■ Liste des tâches:
1. Pouvez-vous réécrire sous forme de liste le paragraphe de l'analyse qui commence par « En 2014, 104 attaques », en conservant ses faits principaux ?
2. Pouvez-vous extraire de l'analyse tout le passage qui va de « Quelle connexion entre » jusqu'à « le terrorisme ? » ?
3. Quels sont tous les pays que l'analyse énumère comme zones couvertes par Boko Haram, Aqmi, El-Mourabitoune et d'autres mouvements islamistes ?

------ Document

Espace CEDEAO – Survivre face au terrorisme (Analyse)

Mokhtar

Demain, dans l’espace CEDEAO, une nouvelle cartographie des relations commerciales et donc des parts de marché, liées aux influences politiques, s’esquisseront sous l’effet de divers éléments dont la crise sahélienne, l’évolution du piratage en mer et l’issue des élections en cours. Les relations dans l’espace politique, économique, social de l’Afrique de l’ouest seront dépendantes de ce qu’il en sera de Boko Haram, Aqmi, El-Mourabitoune et d’autres mouvements islamistes couvrant les zones entières de la Mauritanie, du Mali, du Niger, du Nigeria, de l’Algérie, de la Lybie, de l’Egypte, de la Somalie…

Quelle connexion entre ces différents mouvements terroristes? Leurs leaders se retrouvent-ils pour définir les grandes orientations stratégiques du terrorisme? Qui définit leurs cahiers de charges? Quelle relation avec les mouvements terroristes du Moyen Orient? Avec l’Etat islamique ? Quelle Afrique à l’issue de la lutte contre le terrorisme ?

I-GUERRE DANS L’ESPACE MARITIME

En 2014, 104 attaques ont été recensées dans le Golf de Guinée. La frontière ivoiro-libérienne est considérée comme une zone à très fort risque. La Côte d’Ivoire a connu 16 actes de piraterie de 2006 à 2012. Quelles incidences sur le second port ivoirien? La frégate de la mission Corymbe pourrait être d’un secours inestimable dans cette zone. Notons que le Ghana, qui a connu 17 attaques dans la même période, a commandé en 2012 quatre (4) nouveaux patrouilleurs avec la Chine tout en attendant 2 avions d’attaque de l’Allemagne. En outre, le Ghana ambitionnait d’acquérir 3 avions de surveillance.

------------
------ Données extraites

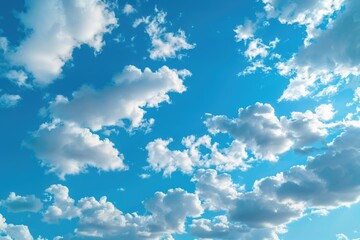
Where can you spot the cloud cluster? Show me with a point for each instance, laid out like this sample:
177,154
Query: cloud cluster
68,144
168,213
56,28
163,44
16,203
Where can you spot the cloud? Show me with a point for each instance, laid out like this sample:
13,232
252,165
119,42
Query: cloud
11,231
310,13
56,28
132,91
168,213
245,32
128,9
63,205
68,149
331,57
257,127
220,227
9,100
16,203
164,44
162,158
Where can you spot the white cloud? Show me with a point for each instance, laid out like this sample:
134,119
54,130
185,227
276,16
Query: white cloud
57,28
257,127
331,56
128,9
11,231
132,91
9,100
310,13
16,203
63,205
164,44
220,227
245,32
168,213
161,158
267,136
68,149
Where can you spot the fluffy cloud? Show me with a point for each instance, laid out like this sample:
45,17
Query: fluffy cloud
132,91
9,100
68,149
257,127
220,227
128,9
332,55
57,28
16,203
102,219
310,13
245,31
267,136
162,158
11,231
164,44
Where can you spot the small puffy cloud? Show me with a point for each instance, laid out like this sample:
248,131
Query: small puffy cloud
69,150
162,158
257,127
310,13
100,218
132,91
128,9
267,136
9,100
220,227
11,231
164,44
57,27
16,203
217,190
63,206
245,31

------------
------ Données extraites

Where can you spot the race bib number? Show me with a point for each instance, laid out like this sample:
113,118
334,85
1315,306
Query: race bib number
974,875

------------
------ Données extraites

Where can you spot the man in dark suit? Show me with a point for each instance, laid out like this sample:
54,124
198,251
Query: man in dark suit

------------

■ Solutions proposées:
1.
- 104 attaques recensées dans le Golf de Guinée en 2014.
- La frontière ivoiro-libérienne est considérée comme une zone à très fort risque.
- La Côte d'Ivoire a connu 16 actes de piraterie de 2006 à 2012.
- La frégate de la mission Corymbe pourrait être d'un secours inestimable dans cette zone.
- Le Ghana a connu 17 attaques sur la même période.
- En 2012, il a commandé quatre nouveaux patrouilleurs à la Chine et attend 2 avions d'attaque de l'Allemagne.
- Il ambitionnait aussi d'acquérir 3 avions de surveillance.

2.
Quelle connexion entre ces différents mouvements terroristes? Leurs leaders se retrouvent-ils pour définir les grandes orientations stratégiques du terrorisme? Qui définit leurs cahiers de charges? Quelle relation avec les mouvements terroristes du Moyen Orient? Avec l’Etat islamique ? Quelle Afrique à l’issue de la lutte contre le terrorisme ?

3.
- Mauritanie
- Mali
- Niger
- Nigeria
- Algérie
- Lybie
- Egypte
- Somalie